Directions
How many lines in the data below contain the string "tree"? Report the number alone.

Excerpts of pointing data
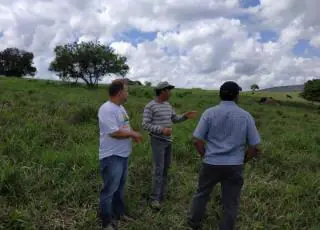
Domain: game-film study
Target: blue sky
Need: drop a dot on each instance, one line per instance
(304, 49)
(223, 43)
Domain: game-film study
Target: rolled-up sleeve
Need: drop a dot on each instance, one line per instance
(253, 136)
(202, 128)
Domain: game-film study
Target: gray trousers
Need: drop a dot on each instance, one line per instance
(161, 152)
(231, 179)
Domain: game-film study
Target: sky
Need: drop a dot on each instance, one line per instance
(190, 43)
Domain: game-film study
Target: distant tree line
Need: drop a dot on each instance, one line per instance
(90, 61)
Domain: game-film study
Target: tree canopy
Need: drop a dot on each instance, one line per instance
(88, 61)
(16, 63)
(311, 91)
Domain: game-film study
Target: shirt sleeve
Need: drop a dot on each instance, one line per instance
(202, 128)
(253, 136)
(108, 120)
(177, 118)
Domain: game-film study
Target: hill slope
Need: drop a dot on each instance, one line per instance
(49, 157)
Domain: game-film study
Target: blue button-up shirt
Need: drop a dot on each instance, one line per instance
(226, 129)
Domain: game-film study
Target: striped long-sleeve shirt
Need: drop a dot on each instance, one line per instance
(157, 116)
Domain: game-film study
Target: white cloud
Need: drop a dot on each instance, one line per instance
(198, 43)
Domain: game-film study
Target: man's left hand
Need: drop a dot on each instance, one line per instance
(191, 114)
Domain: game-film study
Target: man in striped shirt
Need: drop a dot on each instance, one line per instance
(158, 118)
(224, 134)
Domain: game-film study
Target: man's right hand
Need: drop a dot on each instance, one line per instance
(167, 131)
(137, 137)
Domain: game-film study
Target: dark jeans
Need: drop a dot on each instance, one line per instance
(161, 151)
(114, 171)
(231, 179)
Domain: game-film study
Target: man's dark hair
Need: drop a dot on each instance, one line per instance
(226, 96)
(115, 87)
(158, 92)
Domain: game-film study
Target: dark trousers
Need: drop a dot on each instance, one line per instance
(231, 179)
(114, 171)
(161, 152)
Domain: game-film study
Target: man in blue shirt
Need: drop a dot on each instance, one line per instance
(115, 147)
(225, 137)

Problem solution
2